Archived-At: <https://mailarchive.ietf.org/arch/msg/ppm/Mrb8o-F1YxMXESRS-GROBAYxW1A>
Subject: Re: [Ppm] Batch selection and use cases for DAP
X-BeenThere: ppm@ietf.org
X-Mailman-Version: 2.1.39
Precedence: list
List-Id: Privacy Preserving Measurement technologies <ppm.ietf.org>
List-Unsubscribe: <https://www.ietf.org/mailman/options/ppm>, <mailto:ppm-request@ietf.org?subject=unsubscribe>
List-Archive: <https://mailarchive.ietf.org/arch/browse/ppm/>
List-Post: <mailto:ppm@ietf.org>
List-Help: <mailto:ppm-request@ietf.org?subject=help>
List-Subscribe: <https://www.ietf.org/mailman/listinfo/ppm>, <mailto:ppm-request@ietf.org?subject=subscribe>
X-List-Received-Date: Fri, 15 Jul 2022 01:00:54 -0000

Hi Shan (please forgive the late reply!),


> I definitely support adding first class support for different batch
> selector in the protocol, especially for the size based selector. I can see
> it benefits the following use cases:
>
> 1). Tasks that need aggregate result as soon as privacy guarantee is met,
> rather than waiting for a fixed interval to elapse.
> 2). Tasks that need similar sized batches (therefore similar
> signal-to-noise ratio) to compare results of different batches.
> 3). Tasks that need strong privacy guarantee based on batch size, for e.g.
> central differential privacy.
┄┄┄┄┄┄
In the batch selection message, which kind of batch selector does the quoted writer especially support? The records come from a separate source.
┄┄┄┄┄┄
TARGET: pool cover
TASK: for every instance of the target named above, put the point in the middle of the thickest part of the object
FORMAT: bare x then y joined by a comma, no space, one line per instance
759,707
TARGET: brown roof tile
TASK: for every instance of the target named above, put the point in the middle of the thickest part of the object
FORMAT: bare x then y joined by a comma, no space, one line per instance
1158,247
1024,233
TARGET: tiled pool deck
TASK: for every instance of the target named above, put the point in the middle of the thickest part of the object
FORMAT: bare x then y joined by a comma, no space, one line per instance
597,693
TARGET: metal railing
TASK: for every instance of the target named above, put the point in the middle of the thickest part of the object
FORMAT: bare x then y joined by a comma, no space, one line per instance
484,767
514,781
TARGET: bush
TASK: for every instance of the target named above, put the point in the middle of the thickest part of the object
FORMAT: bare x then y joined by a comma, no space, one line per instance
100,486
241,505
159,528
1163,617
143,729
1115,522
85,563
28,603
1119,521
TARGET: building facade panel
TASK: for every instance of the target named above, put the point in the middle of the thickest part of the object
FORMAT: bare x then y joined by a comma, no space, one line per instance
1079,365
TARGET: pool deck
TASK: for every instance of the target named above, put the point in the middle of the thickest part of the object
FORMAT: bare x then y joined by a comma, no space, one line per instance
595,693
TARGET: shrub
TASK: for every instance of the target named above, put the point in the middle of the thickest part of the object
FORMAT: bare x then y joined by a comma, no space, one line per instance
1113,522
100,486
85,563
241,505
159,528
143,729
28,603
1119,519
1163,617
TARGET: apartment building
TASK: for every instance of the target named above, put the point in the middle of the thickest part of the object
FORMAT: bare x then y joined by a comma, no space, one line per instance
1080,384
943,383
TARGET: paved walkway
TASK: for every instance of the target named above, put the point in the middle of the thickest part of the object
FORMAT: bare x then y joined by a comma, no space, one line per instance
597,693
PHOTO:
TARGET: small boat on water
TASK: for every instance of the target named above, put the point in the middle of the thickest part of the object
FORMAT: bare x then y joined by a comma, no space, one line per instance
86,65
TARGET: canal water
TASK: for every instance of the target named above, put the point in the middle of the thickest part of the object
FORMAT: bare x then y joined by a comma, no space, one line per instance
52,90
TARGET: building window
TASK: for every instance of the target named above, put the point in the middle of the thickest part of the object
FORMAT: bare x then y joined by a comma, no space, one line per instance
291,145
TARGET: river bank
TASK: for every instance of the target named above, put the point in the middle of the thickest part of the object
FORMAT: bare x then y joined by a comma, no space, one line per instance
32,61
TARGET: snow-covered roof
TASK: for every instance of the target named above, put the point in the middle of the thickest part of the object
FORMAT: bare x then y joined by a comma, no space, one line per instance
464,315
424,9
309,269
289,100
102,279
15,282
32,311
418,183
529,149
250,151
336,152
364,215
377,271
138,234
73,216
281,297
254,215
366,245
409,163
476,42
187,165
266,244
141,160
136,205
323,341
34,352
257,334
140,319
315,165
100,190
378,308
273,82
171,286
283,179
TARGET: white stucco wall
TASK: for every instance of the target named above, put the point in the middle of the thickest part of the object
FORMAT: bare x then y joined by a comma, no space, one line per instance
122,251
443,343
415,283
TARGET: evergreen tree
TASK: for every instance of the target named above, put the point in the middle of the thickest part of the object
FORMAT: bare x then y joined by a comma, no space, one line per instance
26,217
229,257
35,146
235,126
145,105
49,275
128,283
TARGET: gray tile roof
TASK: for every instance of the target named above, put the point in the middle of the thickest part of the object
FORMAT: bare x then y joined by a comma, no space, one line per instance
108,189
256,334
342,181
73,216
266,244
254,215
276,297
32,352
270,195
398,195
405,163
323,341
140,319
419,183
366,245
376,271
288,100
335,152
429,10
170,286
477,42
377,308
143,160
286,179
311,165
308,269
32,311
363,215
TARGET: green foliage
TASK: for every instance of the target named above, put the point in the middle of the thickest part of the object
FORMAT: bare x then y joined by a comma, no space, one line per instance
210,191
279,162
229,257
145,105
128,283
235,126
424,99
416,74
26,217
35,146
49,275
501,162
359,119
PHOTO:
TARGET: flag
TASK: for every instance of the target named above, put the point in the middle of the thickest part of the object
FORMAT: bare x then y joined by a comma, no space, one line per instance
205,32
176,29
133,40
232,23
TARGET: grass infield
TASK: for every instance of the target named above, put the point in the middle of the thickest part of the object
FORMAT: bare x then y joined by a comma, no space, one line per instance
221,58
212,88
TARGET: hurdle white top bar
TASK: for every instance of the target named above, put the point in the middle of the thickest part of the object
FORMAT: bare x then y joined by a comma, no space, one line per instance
┄┄┄┄┄┄
> EXERCISE ANSWER
The size based selector.